_PROVIDED RECORDS_

_ _ _ _ _

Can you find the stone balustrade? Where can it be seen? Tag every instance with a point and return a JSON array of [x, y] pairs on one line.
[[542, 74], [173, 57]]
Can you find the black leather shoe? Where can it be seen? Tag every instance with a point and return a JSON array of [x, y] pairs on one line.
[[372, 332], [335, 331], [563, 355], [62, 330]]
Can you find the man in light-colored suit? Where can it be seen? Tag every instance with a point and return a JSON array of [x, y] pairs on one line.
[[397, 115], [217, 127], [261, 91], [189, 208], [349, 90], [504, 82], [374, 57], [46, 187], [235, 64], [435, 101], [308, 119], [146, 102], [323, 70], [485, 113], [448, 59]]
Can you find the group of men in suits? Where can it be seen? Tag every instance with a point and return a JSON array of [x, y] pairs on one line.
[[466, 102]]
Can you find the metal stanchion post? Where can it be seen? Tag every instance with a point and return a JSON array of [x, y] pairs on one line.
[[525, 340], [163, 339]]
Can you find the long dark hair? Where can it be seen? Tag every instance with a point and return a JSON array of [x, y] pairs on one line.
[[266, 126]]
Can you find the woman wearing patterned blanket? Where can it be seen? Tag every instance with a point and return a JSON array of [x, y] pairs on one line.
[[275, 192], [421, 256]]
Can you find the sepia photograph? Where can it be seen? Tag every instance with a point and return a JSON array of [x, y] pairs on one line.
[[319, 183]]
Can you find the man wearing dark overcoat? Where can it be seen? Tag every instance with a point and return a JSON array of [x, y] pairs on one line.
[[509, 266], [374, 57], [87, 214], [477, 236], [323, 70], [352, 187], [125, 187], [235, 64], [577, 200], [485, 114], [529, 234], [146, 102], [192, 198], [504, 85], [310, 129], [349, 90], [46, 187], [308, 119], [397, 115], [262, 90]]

_ _ _ _ _

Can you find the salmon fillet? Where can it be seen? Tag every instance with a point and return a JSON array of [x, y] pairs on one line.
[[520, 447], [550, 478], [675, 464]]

_ _ _ _ _

_SHORT PROBLEM_
Please reproduce, word for word, the data between the lines holding "Can you find the sepia" and "115], [262, 90]]", inclusive.

_WRITTEN RESPONSE_
Can you find the sepia photograph? Where can it be seen? Tag every instance with a point and return a JSON array of [x, y] pairs on one line.
[[319, 183]]
Can you find the man wearing dark overcoat? Where can it be seen? Tag every instance with a point and return a JSON array of [x, y] pairs on one line.
[[509, 266], [374, 57], [87, 214], [477, 236], [323, 70], [352, 187], [125, 187], [235, 64], [577, 200], [485, 114], [529, 234], [146, 102], [192, 198], [504, 85], [310, 129], [349, 90], [46, 187], [308, 119], [397, 115], [262, 90]]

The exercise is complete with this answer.